[Work required]
Report each line of the entries below that contains the word "review", copying every matching line in full. Case counts when matching.

[Given information]

#####

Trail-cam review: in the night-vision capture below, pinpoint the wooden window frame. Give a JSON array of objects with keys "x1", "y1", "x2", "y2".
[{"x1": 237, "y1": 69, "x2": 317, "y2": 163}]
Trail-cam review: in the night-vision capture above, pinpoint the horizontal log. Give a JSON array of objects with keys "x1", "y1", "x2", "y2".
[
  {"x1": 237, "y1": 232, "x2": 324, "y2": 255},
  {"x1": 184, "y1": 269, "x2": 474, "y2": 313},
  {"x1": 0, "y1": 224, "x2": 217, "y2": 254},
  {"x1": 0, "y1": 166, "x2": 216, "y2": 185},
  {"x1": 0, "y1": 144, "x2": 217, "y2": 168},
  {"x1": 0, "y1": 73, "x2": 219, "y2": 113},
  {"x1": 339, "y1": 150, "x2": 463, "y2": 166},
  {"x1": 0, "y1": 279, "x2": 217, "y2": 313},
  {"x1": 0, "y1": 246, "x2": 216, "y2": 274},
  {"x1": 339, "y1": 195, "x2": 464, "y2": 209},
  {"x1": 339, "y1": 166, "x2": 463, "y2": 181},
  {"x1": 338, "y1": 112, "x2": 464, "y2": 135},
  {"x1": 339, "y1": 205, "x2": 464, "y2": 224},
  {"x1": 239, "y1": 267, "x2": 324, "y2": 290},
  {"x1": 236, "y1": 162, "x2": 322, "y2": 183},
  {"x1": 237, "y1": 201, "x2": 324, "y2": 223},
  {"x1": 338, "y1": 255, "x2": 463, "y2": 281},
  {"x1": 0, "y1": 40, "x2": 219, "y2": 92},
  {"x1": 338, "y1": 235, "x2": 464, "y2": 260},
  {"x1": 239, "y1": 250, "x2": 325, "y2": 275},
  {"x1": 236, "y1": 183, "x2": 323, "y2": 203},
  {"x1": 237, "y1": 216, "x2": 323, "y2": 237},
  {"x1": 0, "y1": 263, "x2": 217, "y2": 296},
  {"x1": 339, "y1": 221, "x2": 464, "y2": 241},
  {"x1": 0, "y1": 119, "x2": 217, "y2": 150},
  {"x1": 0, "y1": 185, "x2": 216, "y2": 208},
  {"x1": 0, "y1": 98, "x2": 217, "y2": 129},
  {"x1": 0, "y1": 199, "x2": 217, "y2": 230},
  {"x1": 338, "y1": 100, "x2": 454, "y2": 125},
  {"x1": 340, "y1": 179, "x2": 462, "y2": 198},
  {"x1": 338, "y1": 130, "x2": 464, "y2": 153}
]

#####

[The result]
Trail-cam review: in the night-vision capture below, pinpoint the wooden window frame. Give a JSON array of objects with keys "x1", "y1", "x2", "y2".
Trail-cam review: in the night-vision capture above, pinpoint the horizontal log. Give a JSON array of objects with keys "x1", "y1", "x2", "y2".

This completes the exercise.